___ Raw data ___

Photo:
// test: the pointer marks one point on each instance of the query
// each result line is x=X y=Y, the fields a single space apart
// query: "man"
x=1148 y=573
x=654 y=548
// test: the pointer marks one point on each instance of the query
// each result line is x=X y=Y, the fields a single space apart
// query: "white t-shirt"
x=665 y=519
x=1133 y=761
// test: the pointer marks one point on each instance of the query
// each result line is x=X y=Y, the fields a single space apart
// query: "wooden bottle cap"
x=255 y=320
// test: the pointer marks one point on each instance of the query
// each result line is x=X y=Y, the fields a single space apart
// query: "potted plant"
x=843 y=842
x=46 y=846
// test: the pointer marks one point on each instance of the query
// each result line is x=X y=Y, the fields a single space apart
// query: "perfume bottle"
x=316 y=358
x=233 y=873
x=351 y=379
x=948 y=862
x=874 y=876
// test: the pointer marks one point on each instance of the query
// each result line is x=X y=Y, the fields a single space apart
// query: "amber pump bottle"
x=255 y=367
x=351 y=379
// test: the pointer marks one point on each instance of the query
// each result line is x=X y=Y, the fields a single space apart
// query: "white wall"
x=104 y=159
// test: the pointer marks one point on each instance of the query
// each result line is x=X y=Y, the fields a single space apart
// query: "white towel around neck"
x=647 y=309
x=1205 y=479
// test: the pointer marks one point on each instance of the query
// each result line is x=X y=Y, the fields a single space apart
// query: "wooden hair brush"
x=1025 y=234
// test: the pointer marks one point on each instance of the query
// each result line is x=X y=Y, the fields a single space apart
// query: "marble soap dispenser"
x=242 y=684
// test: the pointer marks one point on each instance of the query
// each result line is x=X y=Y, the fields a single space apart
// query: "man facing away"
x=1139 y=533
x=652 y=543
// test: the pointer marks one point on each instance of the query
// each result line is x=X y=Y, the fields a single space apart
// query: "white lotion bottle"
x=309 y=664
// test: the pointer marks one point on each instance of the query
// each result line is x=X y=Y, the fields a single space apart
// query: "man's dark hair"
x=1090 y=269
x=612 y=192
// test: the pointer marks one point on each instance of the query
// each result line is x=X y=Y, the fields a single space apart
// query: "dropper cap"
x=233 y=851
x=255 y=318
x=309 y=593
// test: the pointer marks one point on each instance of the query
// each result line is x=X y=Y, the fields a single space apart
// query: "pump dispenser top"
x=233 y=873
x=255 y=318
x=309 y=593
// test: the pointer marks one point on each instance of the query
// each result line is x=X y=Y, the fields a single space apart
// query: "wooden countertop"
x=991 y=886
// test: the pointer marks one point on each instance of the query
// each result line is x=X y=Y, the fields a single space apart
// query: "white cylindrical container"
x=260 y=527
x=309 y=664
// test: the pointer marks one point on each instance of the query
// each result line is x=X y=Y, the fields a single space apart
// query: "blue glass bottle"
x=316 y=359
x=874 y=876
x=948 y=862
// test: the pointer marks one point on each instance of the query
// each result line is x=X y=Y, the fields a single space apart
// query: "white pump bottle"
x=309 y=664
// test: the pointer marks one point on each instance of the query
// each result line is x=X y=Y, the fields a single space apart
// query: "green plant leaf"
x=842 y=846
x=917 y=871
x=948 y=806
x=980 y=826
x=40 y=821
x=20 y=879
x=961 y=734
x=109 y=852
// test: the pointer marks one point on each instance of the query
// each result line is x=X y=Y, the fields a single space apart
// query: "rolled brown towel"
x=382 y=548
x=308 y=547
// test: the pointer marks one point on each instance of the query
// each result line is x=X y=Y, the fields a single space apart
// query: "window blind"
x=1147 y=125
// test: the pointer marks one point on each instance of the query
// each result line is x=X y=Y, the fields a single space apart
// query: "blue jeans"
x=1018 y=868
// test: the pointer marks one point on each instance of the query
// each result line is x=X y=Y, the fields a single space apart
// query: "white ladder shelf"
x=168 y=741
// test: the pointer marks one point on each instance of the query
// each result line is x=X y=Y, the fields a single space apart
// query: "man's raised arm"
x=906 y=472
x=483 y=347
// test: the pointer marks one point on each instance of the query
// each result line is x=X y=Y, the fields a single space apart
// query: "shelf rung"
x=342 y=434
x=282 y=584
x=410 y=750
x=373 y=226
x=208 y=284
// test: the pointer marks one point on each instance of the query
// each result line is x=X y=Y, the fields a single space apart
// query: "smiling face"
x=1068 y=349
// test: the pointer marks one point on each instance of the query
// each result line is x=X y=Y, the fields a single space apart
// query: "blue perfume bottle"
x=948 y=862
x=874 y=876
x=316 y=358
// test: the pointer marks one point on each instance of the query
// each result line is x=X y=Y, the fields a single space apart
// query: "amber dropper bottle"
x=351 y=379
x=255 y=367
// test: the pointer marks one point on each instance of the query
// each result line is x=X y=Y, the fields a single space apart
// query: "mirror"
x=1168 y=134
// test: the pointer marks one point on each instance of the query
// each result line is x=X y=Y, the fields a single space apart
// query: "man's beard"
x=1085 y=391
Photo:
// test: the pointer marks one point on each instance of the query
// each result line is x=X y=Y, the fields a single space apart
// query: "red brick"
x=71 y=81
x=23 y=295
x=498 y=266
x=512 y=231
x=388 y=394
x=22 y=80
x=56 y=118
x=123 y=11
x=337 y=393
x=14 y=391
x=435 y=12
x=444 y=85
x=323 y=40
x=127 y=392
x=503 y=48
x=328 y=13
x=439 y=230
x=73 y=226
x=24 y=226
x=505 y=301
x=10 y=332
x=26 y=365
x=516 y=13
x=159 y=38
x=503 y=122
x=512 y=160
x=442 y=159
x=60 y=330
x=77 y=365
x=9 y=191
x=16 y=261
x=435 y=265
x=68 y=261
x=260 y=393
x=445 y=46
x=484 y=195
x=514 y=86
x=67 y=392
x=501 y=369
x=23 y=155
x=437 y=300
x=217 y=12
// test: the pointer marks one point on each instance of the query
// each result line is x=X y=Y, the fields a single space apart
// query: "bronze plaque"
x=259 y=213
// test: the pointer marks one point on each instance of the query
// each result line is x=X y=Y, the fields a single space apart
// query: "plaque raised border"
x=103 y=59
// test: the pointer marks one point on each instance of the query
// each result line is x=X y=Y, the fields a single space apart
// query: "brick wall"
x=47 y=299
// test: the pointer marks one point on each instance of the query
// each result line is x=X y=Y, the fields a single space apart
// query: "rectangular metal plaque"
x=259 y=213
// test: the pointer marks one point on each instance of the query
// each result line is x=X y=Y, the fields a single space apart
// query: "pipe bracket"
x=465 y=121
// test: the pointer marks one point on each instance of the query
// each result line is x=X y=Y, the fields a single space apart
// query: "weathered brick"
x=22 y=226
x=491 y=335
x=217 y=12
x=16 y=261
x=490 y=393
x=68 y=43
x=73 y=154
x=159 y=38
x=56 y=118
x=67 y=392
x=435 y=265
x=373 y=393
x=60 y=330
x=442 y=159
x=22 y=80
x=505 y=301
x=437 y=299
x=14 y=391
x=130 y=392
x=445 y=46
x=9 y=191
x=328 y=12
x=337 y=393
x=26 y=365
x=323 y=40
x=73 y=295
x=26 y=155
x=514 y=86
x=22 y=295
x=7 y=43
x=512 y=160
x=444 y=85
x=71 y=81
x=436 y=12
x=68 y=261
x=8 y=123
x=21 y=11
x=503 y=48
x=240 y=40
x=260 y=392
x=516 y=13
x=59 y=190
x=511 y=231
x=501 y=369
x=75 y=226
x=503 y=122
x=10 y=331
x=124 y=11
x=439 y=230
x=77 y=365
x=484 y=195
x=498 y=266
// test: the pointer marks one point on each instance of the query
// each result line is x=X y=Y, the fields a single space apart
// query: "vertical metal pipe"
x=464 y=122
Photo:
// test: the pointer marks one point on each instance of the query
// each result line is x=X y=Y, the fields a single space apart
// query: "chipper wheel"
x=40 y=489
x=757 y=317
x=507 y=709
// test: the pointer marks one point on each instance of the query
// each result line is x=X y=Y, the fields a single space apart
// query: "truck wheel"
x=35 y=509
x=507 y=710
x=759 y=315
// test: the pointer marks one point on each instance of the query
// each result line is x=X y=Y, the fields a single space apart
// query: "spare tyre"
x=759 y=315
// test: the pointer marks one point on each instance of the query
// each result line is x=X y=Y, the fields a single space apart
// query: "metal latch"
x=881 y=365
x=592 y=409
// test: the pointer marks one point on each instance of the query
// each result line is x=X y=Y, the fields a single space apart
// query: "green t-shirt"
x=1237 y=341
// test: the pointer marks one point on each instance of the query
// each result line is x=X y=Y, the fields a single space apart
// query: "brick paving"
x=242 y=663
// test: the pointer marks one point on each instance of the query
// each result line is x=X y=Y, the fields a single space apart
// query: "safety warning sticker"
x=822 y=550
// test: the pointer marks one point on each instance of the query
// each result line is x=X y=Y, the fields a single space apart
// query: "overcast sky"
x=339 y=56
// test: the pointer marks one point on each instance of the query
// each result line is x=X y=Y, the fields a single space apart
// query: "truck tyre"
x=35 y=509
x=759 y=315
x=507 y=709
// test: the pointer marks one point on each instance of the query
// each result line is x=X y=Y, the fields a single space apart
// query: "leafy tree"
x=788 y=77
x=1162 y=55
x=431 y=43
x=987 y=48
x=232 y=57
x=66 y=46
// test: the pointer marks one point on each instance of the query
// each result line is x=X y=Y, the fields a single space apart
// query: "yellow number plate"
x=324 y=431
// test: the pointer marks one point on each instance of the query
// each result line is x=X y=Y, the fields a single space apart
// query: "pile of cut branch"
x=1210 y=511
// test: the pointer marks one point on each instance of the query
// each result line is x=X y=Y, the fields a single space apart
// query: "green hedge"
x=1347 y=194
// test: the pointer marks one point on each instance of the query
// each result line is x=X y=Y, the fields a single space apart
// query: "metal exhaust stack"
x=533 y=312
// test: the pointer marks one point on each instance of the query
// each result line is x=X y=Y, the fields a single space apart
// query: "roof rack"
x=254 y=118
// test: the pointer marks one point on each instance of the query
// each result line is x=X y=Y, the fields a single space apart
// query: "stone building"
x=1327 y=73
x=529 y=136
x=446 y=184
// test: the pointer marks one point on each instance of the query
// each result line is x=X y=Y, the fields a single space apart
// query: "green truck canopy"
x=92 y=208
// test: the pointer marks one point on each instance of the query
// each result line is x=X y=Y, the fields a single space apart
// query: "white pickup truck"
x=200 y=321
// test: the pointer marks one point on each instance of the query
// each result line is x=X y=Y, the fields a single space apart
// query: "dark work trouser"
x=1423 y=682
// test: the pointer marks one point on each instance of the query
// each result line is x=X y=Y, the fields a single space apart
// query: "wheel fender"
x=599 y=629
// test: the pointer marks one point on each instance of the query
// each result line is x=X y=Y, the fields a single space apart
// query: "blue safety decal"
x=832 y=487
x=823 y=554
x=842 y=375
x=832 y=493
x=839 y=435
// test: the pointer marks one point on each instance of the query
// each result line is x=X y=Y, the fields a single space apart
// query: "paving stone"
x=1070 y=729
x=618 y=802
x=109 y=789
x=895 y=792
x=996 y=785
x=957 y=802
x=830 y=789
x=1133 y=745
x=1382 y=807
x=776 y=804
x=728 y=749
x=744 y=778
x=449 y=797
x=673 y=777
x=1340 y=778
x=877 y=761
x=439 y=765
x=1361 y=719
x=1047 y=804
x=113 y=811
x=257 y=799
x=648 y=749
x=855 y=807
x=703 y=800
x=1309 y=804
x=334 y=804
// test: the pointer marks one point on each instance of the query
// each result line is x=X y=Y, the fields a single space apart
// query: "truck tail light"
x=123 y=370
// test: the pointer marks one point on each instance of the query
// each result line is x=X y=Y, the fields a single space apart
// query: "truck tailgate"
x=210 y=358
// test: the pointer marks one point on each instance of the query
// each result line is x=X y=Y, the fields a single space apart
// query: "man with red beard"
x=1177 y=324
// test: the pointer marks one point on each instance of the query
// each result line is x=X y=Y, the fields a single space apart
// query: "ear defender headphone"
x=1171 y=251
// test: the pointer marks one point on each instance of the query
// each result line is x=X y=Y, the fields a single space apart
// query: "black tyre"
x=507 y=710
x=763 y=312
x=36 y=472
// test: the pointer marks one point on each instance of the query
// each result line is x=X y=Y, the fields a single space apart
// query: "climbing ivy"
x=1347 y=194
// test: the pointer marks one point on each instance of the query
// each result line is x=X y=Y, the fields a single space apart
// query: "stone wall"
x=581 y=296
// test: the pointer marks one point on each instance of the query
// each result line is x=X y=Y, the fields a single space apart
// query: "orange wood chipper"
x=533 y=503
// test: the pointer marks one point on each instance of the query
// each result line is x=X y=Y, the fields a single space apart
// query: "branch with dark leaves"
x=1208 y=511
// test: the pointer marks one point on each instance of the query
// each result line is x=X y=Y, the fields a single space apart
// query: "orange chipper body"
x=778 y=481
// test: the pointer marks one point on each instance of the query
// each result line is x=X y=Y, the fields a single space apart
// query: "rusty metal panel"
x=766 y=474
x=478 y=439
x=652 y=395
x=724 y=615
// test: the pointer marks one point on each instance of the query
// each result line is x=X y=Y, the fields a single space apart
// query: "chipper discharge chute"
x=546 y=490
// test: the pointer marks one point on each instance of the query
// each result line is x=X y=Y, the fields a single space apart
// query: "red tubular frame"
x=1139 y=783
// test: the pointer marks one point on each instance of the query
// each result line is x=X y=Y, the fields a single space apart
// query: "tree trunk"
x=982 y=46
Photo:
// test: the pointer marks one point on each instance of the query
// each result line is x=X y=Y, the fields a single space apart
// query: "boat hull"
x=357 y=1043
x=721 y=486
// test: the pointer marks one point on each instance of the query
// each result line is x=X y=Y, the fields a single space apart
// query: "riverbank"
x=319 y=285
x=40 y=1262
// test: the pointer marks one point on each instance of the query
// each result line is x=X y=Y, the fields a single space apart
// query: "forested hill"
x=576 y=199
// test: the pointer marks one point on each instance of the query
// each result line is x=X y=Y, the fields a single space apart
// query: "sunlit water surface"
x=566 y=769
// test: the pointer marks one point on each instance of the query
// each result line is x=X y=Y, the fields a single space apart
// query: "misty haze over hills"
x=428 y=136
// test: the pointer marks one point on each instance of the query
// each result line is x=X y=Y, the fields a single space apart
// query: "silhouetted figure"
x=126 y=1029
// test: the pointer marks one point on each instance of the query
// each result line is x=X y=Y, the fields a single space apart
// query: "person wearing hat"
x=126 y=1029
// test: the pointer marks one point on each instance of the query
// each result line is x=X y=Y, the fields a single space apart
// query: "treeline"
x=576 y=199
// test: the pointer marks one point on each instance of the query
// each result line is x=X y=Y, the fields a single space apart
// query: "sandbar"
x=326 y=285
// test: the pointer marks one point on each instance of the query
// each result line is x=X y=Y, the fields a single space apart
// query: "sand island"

___

Locate each line of the data above that contains the string "shelf" and copy those lines.

// query: "white ladder shelf"
// query: "shelf rung"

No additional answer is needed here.